┌─ Task input

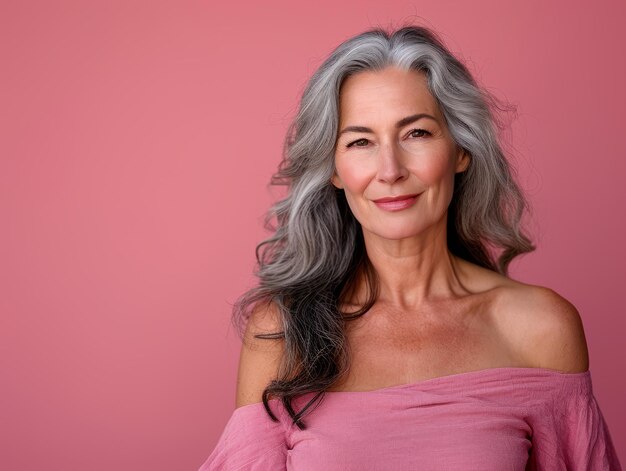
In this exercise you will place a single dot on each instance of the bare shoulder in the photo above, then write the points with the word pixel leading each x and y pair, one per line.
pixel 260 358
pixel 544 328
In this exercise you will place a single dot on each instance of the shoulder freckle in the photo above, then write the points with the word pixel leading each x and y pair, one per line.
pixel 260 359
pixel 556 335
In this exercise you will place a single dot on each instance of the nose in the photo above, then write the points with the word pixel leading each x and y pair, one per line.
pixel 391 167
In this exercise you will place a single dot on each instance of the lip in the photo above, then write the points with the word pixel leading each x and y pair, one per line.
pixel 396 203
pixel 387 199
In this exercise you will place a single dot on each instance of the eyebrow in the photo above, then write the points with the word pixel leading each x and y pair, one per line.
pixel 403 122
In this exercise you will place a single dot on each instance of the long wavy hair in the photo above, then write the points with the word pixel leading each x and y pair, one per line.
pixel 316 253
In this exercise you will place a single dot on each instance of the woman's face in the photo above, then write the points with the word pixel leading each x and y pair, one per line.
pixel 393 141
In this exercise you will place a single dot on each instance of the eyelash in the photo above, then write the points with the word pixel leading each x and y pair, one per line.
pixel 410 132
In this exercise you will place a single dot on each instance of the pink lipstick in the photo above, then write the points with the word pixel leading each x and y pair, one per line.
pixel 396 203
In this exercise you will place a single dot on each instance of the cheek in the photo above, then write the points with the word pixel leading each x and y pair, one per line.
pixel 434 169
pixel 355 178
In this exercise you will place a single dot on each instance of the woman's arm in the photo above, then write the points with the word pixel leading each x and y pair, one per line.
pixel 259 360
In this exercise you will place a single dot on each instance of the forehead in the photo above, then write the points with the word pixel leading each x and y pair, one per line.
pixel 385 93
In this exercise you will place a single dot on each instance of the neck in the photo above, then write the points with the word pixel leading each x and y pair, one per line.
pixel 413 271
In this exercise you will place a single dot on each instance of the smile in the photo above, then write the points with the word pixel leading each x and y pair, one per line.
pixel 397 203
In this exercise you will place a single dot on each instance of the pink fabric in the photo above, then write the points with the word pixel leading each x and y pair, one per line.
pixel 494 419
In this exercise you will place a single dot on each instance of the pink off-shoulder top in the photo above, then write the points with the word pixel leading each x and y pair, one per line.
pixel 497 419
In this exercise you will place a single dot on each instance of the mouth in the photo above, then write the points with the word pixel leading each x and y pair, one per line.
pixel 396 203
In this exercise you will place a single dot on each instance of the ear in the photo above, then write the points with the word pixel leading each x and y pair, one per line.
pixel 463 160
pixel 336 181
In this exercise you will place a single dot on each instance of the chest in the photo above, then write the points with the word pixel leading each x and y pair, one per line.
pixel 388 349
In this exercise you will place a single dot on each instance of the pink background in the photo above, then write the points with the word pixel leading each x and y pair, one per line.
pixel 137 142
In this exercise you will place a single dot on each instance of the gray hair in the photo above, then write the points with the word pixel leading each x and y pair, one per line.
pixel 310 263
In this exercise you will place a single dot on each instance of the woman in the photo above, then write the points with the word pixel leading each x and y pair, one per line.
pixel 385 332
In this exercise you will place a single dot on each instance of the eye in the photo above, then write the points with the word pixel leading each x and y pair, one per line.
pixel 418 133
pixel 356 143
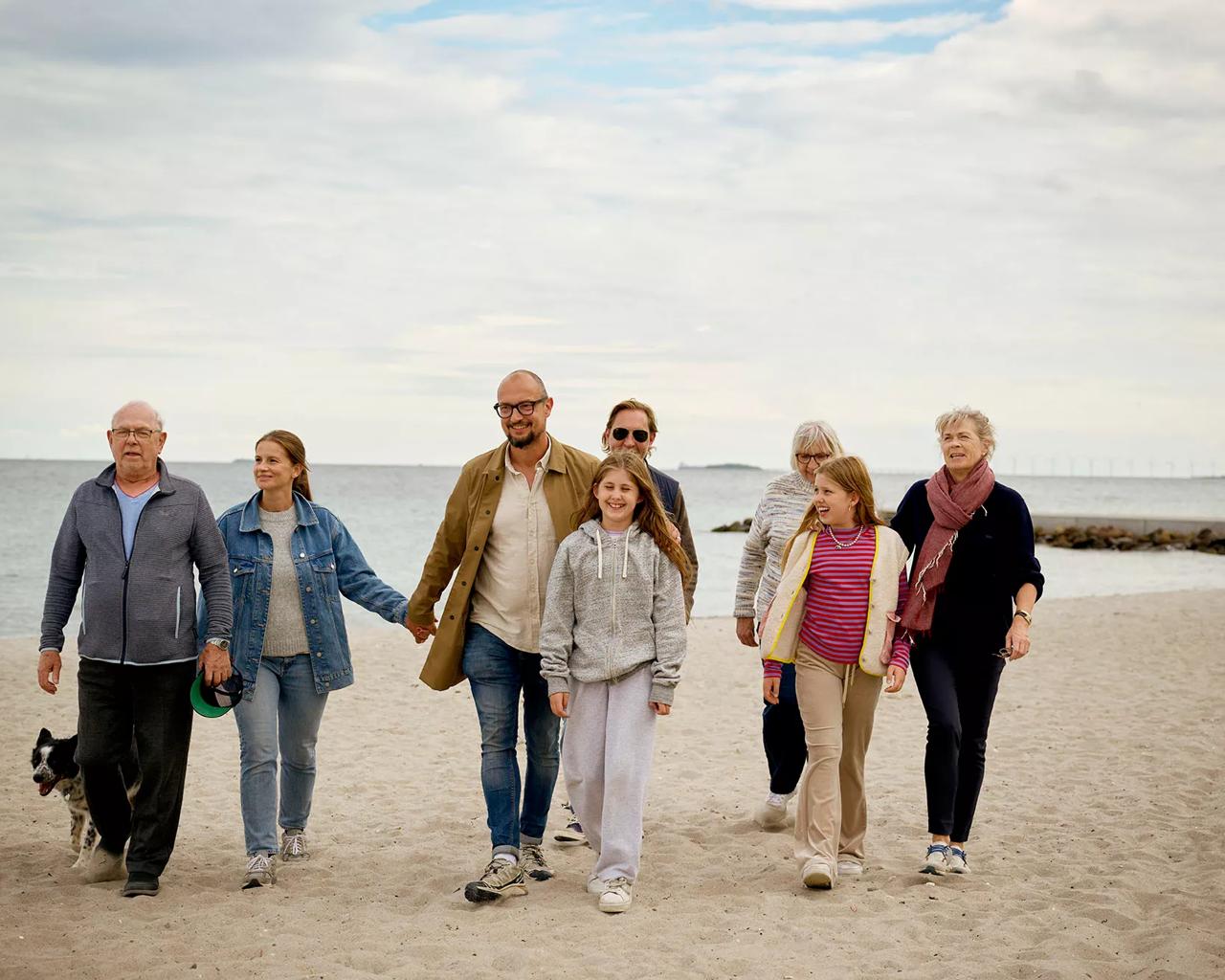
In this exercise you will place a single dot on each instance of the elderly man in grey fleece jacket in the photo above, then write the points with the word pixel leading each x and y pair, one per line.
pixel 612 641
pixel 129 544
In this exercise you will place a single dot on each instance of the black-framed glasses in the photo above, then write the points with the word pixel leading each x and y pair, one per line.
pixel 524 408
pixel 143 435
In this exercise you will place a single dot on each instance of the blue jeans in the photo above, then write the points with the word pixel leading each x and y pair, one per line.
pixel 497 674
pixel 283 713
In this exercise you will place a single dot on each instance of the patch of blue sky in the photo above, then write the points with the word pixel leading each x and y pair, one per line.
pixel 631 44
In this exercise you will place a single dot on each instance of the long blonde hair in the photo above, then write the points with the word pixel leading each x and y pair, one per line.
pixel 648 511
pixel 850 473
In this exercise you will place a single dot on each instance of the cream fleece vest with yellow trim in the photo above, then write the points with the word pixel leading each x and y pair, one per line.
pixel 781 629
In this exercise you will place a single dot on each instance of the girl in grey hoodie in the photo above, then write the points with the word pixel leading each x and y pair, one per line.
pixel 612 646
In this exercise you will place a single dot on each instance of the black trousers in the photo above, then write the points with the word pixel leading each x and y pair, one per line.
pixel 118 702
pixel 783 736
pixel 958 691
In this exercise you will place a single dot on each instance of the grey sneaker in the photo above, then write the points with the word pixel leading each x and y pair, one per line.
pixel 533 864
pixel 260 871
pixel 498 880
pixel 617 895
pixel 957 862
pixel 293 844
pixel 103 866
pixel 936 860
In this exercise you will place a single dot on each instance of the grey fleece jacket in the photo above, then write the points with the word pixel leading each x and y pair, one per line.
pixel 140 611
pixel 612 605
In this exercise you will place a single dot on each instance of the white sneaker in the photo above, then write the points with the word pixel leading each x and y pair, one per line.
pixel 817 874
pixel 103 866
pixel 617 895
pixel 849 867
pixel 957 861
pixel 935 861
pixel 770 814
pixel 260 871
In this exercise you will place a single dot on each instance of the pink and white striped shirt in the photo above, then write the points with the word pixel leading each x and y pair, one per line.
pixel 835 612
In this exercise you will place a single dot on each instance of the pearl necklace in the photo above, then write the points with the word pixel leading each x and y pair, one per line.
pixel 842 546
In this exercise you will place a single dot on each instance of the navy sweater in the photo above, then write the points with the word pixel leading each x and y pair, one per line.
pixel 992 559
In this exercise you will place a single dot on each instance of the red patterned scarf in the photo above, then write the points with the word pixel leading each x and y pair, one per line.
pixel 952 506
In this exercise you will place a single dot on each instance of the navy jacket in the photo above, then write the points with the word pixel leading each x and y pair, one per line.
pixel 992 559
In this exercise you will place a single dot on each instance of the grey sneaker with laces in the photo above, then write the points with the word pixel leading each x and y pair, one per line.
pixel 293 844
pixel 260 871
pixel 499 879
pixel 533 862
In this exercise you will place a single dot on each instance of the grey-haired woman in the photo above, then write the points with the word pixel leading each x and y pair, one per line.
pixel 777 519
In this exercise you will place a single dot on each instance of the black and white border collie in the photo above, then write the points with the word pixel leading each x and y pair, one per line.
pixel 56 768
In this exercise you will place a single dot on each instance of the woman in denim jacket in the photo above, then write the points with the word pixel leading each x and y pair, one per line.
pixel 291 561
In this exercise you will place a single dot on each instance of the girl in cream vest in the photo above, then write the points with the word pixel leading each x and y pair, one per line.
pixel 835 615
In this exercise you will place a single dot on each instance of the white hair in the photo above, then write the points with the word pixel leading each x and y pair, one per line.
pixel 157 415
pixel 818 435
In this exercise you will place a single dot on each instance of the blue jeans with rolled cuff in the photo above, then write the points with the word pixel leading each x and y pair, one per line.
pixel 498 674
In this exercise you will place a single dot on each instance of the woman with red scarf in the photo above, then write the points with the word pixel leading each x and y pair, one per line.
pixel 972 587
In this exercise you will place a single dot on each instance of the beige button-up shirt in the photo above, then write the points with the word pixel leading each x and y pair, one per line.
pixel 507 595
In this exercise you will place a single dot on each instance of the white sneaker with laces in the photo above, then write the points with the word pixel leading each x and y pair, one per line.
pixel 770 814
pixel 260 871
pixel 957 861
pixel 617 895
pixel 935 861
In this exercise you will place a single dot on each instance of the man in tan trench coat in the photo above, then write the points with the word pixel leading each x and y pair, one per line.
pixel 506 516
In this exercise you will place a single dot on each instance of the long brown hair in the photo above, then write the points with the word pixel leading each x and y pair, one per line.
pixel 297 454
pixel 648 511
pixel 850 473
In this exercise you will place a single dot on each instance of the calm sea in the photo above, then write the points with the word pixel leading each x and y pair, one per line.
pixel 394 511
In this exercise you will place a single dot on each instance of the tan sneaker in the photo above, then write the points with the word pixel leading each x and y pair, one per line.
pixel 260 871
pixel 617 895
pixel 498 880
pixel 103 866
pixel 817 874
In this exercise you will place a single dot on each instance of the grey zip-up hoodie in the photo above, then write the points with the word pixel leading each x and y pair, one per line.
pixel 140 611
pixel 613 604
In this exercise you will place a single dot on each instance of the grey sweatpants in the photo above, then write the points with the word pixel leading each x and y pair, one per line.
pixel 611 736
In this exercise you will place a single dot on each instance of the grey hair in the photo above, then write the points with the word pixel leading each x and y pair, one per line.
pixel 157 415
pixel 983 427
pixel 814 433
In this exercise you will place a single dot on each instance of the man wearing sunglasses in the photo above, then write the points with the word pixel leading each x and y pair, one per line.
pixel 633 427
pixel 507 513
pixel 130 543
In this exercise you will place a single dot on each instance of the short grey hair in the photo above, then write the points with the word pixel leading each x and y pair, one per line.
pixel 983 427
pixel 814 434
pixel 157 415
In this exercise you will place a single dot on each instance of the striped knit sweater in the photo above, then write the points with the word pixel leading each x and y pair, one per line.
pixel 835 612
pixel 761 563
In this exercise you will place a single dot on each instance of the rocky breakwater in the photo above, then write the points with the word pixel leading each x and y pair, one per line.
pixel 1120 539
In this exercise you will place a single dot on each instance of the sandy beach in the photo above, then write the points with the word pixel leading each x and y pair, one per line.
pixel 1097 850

└─

▶ [What is required]
All lines from the one containing "of the sandy" down to the final line above are to be restated word for word; leave out the rest.

▶ [Solution for this task]
In this exercise you will place a single dot on each instance of the sandy beach in the photo above, then write the points with the word pixel leading each x and y pair, one per line.
pixel 1097 850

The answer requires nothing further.